Excerpts of bounding box records
....

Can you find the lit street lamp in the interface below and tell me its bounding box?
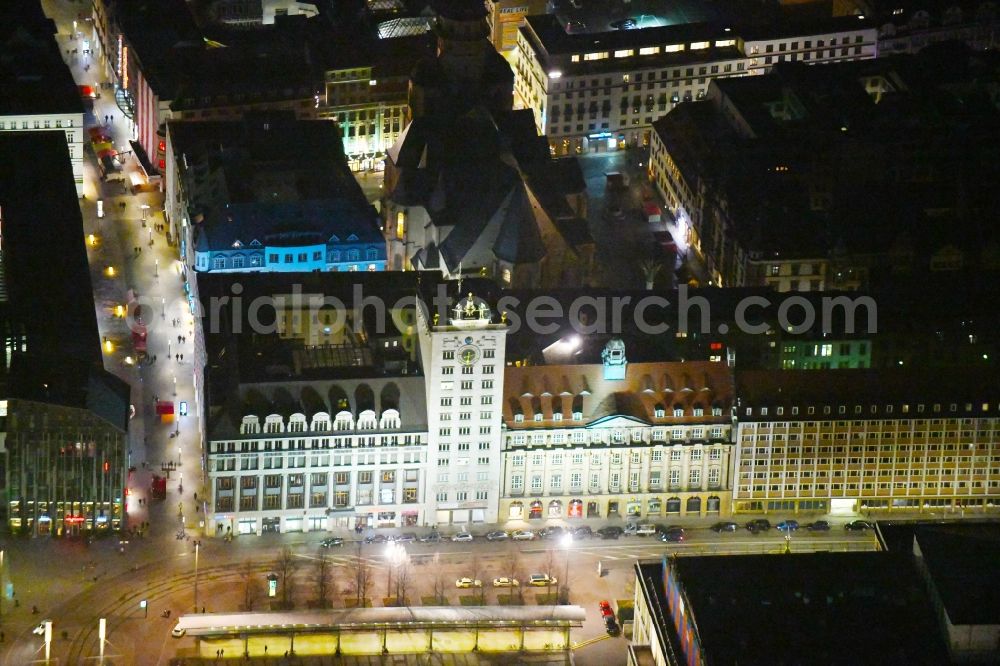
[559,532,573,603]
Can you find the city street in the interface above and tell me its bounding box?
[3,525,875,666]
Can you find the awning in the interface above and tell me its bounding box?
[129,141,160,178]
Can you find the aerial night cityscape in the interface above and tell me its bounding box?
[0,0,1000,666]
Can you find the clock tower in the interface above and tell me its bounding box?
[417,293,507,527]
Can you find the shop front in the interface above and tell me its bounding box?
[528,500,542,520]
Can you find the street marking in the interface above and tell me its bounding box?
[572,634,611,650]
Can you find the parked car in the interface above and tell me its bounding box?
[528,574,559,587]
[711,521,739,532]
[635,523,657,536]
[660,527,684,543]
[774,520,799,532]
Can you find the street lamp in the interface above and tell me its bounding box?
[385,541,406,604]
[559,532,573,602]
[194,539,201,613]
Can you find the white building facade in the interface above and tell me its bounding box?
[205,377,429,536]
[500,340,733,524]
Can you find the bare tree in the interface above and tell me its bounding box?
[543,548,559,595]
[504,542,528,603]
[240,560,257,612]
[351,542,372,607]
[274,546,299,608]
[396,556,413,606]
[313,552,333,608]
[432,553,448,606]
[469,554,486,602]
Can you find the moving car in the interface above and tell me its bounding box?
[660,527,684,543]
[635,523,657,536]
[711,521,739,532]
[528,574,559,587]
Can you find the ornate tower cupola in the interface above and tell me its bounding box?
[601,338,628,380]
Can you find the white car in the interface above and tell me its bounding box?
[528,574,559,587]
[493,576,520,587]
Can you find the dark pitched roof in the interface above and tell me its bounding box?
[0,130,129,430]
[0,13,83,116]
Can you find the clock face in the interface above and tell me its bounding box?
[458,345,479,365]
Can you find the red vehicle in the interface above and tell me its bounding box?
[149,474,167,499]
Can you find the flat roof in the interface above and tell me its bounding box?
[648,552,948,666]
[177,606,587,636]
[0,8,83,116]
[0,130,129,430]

....

» Problem
Reproduce every one of the records above verbatim, leaving out the pictures.

» Task answer
Can you find the lit street lamp in the interface below and tell me its bounding box?
[559,532,573,603]
Can you find the city street in the interface above and tell me its bounding box?
[3,525,875,666]
Can you find the awning in the interface above and tell me its bounding box?
[129,141,160,178]
Can you find the aerial night cityscape in the interface above and tell me its bounding box?
[0,0,1000,666]
Can you find the clock tower in the interface above and tell me its bounding box?
[417,293,507,527]
Can you find the shop front in the interface above and tell me its bounding box?
[528,500,542,520]
Can you find the street marking in the interface above and tell me its bounding box?
[572,634,611,650]
Can you find the parked car in the interface above and tell me its bounding box?
[528,574,559,587]
[711,521,739,532]
[635,523,657,536]
[660,527,684,543]
[774,520,799,532]
Can you find the street lamp in the interface above and tell me its bounding box?
[385,541,406,604]
[559,532,573,602]
[194,539,201,613]
Can you find the white building facade in the interface above and tell me its bounding box?
[205,377,429,536]
[500,340,733,524]
Can you find the bare tree in the interface above and tell me its bounding box?
[543,548,559,595]
[504,542,528,603]
[240,560,257,612]
[351,542,372,607]
[274,546,299,608]
[396,556,413,606]
[313,552,333,608]
[432,553,448,606]
[469,554,486,602]
Can you find the moving car in the interface above and tell me its bounding box?
[660,527,684,543]
[635,523,657,536]
[711,521,739,532]
[528,574,559,587]
Can you find the ornate tower cupola in the interface above and tell me its bounding box?
[601,338,628,380]
Can you find the white car in the interface above and tell me its bounding box?
[528,574,559,587]
[493,576,520,587]
Can you find the dark pitched roof in the interface above and tell me its bounding box?
[0,130,129,430]
[0,13,83,116]
Can you find the clock face in the interface above and tell me its bounding box?
[458,345,479,365]
Can you find the red vehicle in the interface above and tell me its bounding box?
[149,474,167,499]
Can you find the flat roof in the interface above and tell me its bounding box?
[648,552,948,666]
[177,606,587,636]
[0,8,83,116]
[0,130,129,430]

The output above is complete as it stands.